**Your task**: Among the lines below, return each one that contains the word "gray".

**Extracted entries**:

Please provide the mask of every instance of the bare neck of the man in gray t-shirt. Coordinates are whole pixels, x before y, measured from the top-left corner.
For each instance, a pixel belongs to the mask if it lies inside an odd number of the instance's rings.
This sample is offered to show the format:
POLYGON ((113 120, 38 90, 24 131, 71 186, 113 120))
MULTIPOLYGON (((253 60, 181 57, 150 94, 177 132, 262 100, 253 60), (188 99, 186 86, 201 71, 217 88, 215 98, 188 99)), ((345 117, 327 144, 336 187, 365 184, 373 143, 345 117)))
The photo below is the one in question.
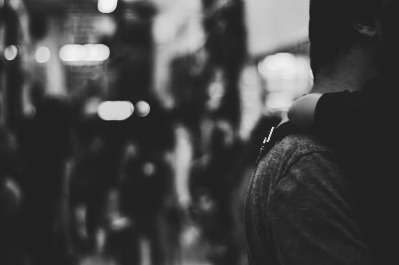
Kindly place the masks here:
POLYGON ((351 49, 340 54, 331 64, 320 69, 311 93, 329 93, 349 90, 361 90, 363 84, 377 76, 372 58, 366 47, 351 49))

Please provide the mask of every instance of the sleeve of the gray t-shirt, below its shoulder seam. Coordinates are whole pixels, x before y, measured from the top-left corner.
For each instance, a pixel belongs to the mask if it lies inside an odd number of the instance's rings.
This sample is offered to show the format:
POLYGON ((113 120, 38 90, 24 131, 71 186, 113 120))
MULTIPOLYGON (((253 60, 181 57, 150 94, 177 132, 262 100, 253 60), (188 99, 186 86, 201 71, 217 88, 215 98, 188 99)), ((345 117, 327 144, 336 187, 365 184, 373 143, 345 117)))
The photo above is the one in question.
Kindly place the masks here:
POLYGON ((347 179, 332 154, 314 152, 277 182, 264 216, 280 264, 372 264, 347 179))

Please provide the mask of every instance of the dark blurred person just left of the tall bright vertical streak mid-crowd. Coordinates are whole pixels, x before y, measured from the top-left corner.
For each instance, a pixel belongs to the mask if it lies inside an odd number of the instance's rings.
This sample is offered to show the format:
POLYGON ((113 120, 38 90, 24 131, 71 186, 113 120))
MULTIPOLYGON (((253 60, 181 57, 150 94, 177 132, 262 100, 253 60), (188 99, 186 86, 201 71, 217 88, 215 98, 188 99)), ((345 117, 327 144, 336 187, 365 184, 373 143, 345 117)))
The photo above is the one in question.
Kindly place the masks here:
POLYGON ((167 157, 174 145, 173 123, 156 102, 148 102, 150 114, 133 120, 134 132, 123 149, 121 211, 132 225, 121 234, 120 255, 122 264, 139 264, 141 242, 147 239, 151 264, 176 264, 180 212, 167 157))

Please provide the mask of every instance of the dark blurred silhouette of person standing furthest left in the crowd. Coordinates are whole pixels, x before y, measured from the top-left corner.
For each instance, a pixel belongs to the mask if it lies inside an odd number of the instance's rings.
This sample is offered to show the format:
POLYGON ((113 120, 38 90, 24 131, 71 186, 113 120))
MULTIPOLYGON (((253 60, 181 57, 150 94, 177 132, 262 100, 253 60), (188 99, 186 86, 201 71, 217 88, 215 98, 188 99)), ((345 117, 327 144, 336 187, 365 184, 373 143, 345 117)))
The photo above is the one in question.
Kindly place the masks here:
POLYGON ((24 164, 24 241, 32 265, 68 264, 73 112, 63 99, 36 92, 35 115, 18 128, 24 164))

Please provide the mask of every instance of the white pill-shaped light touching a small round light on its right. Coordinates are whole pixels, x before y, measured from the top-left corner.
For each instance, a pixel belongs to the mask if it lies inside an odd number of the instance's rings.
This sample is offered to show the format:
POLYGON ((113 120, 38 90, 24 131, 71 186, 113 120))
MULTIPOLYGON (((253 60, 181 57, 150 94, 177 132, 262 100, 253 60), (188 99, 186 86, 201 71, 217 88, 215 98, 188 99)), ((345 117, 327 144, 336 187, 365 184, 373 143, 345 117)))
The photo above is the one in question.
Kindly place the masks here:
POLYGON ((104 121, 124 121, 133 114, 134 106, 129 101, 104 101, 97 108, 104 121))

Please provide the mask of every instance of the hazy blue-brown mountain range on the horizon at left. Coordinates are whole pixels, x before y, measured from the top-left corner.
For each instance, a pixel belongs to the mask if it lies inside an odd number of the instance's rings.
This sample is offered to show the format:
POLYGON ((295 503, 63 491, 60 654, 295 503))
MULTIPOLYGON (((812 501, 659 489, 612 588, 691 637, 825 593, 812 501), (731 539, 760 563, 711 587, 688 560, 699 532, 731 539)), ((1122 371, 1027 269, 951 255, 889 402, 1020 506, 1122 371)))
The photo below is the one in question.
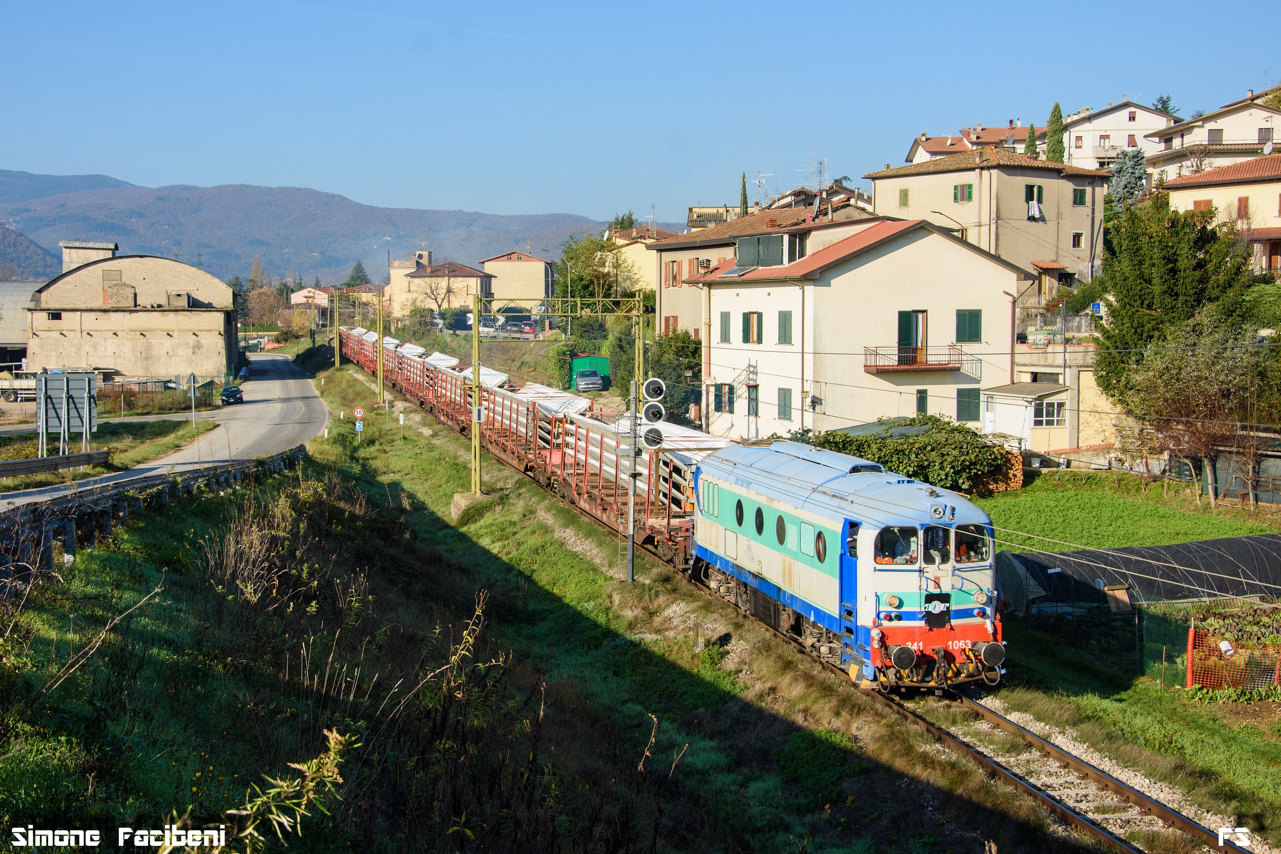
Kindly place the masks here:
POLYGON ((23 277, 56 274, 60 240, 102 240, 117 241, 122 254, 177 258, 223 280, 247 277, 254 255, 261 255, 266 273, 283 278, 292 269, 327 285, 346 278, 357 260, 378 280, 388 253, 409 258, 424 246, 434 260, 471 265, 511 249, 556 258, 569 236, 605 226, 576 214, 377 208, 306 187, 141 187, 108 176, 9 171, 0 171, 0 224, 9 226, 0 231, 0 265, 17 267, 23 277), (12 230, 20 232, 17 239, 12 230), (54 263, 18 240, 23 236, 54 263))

...

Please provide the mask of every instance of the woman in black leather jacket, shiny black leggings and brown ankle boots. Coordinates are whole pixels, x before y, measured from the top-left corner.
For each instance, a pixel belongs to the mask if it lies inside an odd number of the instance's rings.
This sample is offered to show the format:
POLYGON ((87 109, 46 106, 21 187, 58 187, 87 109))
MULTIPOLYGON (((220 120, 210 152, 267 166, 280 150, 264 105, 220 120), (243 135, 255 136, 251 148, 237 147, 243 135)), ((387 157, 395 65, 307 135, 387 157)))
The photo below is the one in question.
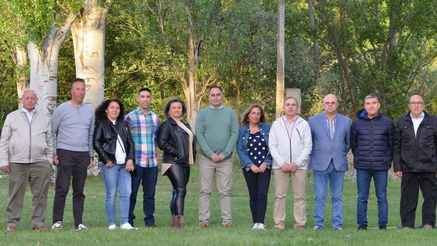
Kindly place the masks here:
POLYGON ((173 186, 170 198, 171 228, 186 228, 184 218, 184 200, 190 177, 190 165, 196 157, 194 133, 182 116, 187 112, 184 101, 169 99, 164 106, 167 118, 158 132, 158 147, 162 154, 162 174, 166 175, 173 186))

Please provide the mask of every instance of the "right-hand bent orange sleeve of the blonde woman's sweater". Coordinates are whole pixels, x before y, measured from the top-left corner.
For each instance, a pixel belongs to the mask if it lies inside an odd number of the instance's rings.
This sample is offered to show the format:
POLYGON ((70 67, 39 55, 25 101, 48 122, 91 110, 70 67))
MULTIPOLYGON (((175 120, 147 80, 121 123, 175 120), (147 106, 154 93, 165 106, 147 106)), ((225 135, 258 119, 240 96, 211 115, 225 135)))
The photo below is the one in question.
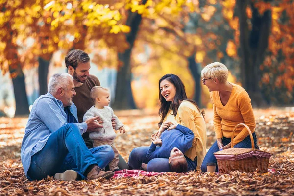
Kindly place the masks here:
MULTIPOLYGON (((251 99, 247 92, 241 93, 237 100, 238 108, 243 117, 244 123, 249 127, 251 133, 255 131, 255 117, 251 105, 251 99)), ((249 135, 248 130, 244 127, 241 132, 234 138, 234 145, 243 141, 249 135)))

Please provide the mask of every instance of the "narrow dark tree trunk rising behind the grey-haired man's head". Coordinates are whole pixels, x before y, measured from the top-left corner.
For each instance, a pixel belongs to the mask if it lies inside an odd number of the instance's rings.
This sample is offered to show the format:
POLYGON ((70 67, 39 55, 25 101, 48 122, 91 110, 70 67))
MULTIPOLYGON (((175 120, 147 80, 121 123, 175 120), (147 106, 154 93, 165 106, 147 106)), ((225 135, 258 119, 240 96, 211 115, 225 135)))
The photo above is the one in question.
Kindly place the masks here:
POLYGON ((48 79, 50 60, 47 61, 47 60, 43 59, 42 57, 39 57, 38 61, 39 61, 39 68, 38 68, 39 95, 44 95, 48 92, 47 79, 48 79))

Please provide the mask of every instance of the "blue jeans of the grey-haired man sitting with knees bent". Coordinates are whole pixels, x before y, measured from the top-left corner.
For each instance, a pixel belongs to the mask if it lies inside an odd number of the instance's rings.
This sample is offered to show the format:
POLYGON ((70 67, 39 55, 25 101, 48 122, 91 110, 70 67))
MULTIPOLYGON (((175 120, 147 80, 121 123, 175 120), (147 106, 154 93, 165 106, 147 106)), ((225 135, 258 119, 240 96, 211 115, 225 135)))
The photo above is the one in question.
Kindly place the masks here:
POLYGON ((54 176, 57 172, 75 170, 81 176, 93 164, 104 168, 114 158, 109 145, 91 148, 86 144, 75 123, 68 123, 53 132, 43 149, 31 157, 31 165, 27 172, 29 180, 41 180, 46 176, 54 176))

**Your response**:
Please provide the mask of every instance of the bare neck of the man in gray t-shirt. Coordinates are whole pixels, x before y, measured from the top-left corner.
Please provide the mask of every instance of the sleeve of the gray t-shirt, below its shoulder seam. Coordinates are whole pixels, x before y, measured from the top-left corner.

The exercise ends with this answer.